----- MATERIAL TO PROCESS -----
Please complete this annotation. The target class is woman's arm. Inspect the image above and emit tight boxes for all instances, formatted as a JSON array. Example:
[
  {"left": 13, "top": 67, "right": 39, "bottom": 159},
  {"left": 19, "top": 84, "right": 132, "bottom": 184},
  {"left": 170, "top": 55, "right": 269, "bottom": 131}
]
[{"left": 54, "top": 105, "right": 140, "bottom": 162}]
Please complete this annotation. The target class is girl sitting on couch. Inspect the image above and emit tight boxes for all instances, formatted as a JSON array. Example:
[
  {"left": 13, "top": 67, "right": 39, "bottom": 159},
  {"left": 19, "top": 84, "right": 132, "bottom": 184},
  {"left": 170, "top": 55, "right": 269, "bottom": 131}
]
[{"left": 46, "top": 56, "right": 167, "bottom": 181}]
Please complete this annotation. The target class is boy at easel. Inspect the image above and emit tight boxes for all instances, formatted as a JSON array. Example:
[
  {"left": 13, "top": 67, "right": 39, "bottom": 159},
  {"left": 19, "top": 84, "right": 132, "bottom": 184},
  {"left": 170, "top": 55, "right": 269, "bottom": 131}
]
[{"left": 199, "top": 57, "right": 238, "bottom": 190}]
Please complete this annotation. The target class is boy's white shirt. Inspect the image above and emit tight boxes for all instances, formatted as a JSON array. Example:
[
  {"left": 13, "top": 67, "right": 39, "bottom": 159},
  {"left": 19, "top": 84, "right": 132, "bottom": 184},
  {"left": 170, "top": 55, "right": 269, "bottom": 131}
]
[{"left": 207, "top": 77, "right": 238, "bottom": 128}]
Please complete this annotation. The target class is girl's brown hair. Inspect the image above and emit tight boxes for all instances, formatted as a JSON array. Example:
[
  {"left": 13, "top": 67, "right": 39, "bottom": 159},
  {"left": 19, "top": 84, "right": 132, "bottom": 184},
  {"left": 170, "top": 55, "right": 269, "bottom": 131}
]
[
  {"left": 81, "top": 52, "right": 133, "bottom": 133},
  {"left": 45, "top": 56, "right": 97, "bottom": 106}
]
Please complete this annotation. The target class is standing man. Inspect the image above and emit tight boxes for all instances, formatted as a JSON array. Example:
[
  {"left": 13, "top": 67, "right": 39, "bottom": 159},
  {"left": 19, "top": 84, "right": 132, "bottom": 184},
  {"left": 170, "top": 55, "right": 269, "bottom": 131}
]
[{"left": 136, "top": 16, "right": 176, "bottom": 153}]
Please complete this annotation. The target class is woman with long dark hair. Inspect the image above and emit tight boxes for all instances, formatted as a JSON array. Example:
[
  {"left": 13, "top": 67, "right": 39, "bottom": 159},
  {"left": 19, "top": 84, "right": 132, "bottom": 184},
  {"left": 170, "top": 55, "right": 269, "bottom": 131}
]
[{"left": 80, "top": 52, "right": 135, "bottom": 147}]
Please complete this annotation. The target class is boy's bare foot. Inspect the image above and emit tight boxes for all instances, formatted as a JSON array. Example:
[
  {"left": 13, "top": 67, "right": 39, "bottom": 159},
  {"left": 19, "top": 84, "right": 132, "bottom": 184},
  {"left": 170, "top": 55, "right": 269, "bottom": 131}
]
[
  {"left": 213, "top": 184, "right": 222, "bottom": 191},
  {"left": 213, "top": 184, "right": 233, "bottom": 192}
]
-----
> [THE PROBLEM]
Print the line that contains "Please complete this annotation. The target class is boy's bare", then every later line of the entries above up to and including the last, all exactly as written.

> [REPLY TO THE EXERCISE]
Please complete this annotation. The target class is boy's bare foot. Inspect the image above and emit tight boxes for all instances, formatted as a JSON array. Example:
[
  {"left": 13, "top": 67, "right": 39, "bottom": 159},
  {"left": 19, "top": 84, "right": 132, "bottom": 184},
  {"left": 170, "top": 55, "right": 269, "bottom": 131}
]
[
  {"left": 213, "top": 184, "right": 222, "bottom": 191},
  {"left": 213, "top": 184, "right": 233, "bottom": 192}
]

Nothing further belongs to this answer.